High Dudgeon Hypocrisy

Andrew McCarthy, writing at National Review, dismisses Congressional and Media maneuvers to generate a scandal ala Watergate as farce rich in high-dudgeon hypocrisy.” McCarthy further laments our failed experiments in “judicializing warfare.”

As McCarthy rightly observes and Democrats blindingly ignore, Congressional votes authorizing the use of military force in September 2001 were 420-1 in the House and 98-0 in the Senate. By 2002, America’s ardor for military response had not abated:

The atmosphere of 2002 was one of forcible action. The American people demanded it. Our representatives in Congress were insistent that we would get it. Their own jobs hung in the balance. It was in that atmosphere that this military response, this war, began to result, as all wars do, in the capture of enemy operatives.

McCarthy notes recent accounts, which confirm reveal that Speaker Nancy Pelosi, among other Democrats in 2002 worried that Bush Administration officials were not being tough enough on captured terrorists, in stark contrast to their revisionist views now.

McCarthy also places the activities of the CIA between 2001 and 2003 in an accurate context, something completely absent from mainstream media (MSM) reporting:

The program pushed to the margins of the law. Regardless of what the revisionist Left is now saying, the only bright-line limit on the treatment of alien enemy combatants held outside the United States in 2002 was the federal law against torture. The United States did not outlaw cruel, inhuman and degrading treatment when it ratified the international anti-torture treaty in 1994 — it was not until 2005 that such treatment overseas was outlawed, and even then only ambiguously, no matter what Senators John McCain, Patrick Leahy, and others now claim. Congress could easily (and accountably) have made simulated drowning — waterboarding — unlawful. But it didn’t. It wouldn’t have dared done so in 2002; it didn’t do so in 2005 or 2006 despite specifically addressing war crimes; and it hasn’t done so to this day.

____________

Given problem:
Return, word for word, the part of the commentary that begins at the words "McCarthy notes recent" and stops after "revisionist views now.". The data below are drawn from a separate source.

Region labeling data
____________

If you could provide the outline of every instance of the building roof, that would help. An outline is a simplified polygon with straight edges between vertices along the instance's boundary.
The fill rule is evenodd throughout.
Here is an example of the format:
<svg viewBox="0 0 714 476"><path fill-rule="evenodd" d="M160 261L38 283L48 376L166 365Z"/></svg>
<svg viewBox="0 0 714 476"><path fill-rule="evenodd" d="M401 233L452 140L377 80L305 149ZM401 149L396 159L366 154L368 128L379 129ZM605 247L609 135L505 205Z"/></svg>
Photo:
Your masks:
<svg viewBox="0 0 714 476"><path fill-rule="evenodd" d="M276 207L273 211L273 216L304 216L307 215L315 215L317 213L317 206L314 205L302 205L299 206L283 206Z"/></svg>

____________

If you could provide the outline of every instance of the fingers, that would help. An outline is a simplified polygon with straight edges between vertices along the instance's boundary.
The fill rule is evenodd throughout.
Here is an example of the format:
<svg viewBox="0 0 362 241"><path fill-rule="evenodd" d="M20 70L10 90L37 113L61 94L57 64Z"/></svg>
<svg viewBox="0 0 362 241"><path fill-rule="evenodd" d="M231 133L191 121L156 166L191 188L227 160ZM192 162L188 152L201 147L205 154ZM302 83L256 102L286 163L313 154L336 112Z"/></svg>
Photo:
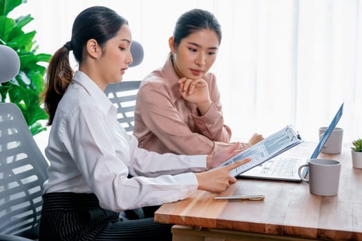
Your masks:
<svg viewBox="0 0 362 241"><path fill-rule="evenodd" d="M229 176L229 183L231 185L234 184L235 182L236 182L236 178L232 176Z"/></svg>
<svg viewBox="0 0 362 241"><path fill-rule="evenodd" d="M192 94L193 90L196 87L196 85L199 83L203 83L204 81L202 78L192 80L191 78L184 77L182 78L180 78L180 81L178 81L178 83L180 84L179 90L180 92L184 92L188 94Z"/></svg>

____________

Completed exercise:
McCarthy notes recent accounts, which confirm reveal that Speaker Nancy Pelosi, among other Democrats in 2002 worried that Bush Administration officials were not being tough enough on captured terrorists, in stark contrast to their revisionist views now.